-- Provided entries follows --

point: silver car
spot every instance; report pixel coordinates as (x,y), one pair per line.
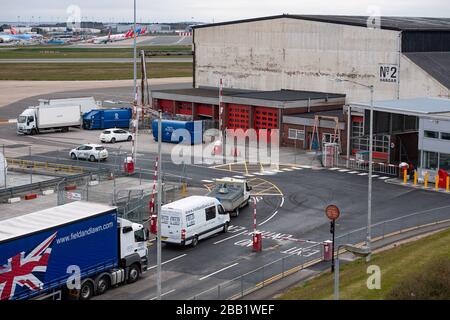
(91,152)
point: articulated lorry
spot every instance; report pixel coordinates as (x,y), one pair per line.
(76,250)
(34,120)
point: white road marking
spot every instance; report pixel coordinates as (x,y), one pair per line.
(233,236)
(216,272)
(173,259)
(163,294)
(267,220)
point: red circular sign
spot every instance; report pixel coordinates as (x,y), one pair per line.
(332,212)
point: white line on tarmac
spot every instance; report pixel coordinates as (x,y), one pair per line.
(233,236)
(267,220)
(163,294)
(173,259)
(216,272)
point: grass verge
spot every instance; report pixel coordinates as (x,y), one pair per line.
(397,265)
(62,52)
(90,71)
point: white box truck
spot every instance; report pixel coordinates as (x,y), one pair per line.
(76,250)
(34,120)
(188,220)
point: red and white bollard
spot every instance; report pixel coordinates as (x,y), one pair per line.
(257,236)
(153,224)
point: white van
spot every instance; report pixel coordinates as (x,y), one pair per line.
(188,220)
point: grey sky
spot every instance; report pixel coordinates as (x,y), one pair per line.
(211,10)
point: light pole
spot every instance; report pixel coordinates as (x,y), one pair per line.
(369,196)
(158,232)
(361,252)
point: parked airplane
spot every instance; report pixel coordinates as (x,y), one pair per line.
(14,36)
(118,37)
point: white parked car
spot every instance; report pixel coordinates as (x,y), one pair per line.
(114,135)
(91,152)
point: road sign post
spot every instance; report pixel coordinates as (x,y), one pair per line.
(332,213)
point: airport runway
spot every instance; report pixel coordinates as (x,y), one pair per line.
(94,60)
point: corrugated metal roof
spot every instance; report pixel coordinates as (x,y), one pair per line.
(412,106)
(339,113)
(50,218)
(288,95)
(276,95)
(390,23)
(437,64)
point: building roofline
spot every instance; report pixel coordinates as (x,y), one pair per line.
(321,18)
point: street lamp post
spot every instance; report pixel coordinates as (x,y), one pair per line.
(369,195)
(362,252)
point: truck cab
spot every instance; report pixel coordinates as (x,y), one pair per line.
(27,122)
(132,243)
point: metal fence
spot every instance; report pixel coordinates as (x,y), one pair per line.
(285,266)
(132,203)
(363,165)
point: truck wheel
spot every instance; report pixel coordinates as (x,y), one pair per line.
(102,285)
(225,227)
(86,290)
(133,273)
(194,242)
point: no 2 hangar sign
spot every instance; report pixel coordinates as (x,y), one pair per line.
(388,73)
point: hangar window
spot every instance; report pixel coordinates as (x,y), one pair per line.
(431,134)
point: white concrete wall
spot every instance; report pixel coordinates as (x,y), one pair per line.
(305,55)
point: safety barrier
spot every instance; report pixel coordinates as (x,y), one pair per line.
(363,165)
(44,166)
(303,258)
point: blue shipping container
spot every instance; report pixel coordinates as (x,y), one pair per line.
(43,259)
(187,132)
(107,118)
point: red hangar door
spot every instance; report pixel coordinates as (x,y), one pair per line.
(266,118)
(238,116)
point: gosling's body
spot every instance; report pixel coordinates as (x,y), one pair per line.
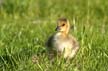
(62,42)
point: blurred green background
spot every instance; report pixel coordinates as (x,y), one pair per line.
(25,26)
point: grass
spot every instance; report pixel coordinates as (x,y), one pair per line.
(25,26)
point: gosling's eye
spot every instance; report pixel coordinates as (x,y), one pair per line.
(63,24)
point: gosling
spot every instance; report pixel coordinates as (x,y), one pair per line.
(62,43)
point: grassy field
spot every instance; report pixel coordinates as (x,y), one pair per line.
(25,25)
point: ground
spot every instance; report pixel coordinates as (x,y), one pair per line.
(26,25)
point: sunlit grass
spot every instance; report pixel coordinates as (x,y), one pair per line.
(23,33)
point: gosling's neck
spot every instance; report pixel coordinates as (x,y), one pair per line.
(63,34)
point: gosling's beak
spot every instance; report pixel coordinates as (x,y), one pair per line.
(57,28)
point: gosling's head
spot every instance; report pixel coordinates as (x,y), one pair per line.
(63,25)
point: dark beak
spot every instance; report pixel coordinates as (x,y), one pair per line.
(57,29)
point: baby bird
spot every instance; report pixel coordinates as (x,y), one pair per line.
(62,43)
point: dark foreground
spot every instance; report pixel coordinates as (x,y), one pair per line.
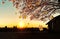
(28,35)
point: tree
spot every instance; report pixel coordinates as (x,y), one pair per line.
(36,9)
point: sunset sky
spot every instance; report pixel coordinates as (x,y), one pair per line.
(7,14)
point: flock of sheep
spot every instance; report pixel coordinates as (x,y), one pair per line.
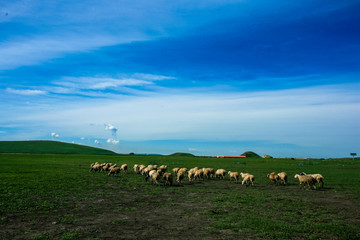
(158,173)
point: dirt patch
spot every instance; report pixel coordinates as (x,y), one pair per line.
(152,212)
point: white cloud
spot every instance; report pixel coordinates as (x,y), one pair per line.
(316,116)
(55,135)
(29,92)
(100,83)
(113,141)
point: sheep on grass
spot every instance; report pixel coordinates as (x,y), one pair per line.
(247,178)
(306,179)
(234,175)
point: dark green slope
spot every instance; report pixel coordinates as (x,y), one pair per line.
(49,147)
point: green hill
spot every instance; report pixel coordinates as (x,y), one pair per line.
(49,147)
(250,154)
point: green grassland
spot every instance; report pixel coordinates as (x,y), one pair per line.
(49,147)
(54,196)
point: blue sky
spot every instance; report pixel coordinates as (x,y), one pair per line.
(206,77)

-- Provided entries concluded --

Problem to work on -> Could you reproduce, exactly, every line above from the line with "point: parked airplane" to the line with "point: corrugated metal roof", and no other line? Both ends count.

Result of this exercise ->
point: parked airplane
spot every instance; report pixel coordinates as (x,y), one pair per line.
(14,36)
(118,37)
point: white parked car
spot every instance; report pixel coordinates as (x,y), one pair per line.
(114,135)
(91,152)
point: road sign post
spot every instance; report pixel coordinates as (x,y), one pair per line.
(332,213)
point: airport runway
spot every instance; report pixel coordinates as (x,y), one pair per line.
(94,60)
point: corrugated metal roof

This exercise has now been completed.